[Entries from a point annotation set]
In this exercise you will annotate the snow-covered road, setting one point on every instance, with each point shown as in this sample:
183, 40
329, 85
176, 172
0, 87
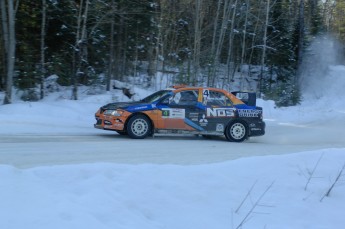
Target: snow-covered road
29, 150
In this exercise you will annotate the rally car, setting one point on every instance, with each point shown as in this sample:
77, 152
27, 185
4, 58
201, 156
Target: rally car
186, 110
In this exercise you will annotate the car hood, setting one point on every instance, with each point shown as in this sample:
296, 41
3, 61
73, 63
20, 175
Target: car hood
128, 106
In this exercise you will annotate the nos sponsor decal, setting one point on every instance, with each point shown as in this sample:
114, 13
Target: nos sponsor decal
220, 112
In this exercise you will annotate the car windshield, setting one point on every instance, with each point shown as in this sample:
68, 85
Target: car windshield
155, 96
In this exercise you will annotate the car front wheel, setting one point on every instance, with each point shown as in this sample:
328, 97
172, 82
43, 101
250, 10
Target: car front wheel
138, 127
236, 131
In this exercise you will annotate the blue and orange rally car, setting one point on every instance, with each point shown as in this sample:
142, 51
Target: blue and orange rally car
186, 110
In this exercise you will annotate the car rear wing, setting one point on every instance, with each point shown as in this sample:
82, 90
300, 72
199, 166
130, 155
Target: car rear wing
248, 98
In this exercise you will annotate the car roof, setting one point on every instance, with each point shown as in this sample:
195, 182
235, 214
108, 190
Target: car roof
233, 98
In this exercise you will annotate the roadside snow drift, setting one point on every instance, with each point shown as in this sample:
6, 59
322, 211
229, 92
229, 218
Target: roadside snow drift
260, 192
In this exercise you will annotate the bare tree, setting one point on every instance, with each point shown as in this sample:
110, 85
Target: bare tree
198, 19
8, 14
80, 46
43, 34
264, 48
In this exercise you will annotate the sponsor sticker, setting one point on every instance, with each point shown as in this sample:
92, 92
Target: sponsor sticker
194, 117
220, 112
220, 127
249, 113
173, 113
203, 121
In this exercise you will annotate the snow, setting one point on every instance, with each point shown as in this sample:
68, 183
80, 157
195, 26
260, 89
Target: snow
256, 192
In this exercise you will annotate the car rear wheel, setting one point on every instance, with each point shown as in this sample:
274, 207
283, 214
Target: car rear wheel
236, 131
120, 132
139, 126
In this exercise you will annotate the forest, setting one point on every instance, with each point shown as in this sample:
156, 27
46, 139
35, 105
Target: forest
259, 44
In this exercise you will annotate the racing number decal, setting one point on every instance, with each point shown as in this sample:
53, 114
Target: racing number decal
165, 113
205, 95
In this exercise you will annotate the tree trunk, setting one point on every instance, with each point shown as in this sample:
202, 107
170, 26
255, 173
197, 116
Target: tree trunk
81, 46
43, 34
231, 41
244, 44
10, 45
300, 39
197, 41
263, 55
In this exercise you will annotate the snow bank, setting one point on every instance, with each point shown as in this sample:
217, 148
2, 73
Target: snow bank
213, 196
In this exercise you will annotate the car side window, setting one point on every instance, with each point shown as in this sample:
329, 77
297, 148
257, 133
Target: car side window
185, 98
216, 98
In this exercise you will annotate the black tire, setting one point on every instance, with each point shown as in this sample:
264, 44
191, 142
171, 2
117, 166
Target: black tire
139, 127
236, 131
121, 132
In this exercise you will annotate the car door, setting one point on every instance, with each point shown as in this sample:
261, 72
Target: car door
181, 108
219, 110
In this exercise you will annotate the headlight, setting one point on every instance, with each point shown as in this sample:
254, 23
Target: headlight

→ Direction:
Copy out exactly the lines between the line with "In this exercise you will annotate the black" and the last line of the entries, counting both of those lines.

→ Written response:
In this exercise you will annotate the black tire, setting one point on every instance, with each point shown as in this sample:
264, 44
191, 142
171, 2
117, 166
Target: black tire
139, 127
236, 131
121, 132
In this exercise you will annotate the car door, setting one point on every instance, with each point shown as in this sample:
261, 72
Target: car door
181, 108
219, 110
In this exercise you will annotate the headlight, setting one point on every instance, with each point shown as in this sample:
254, 23
Target: headlight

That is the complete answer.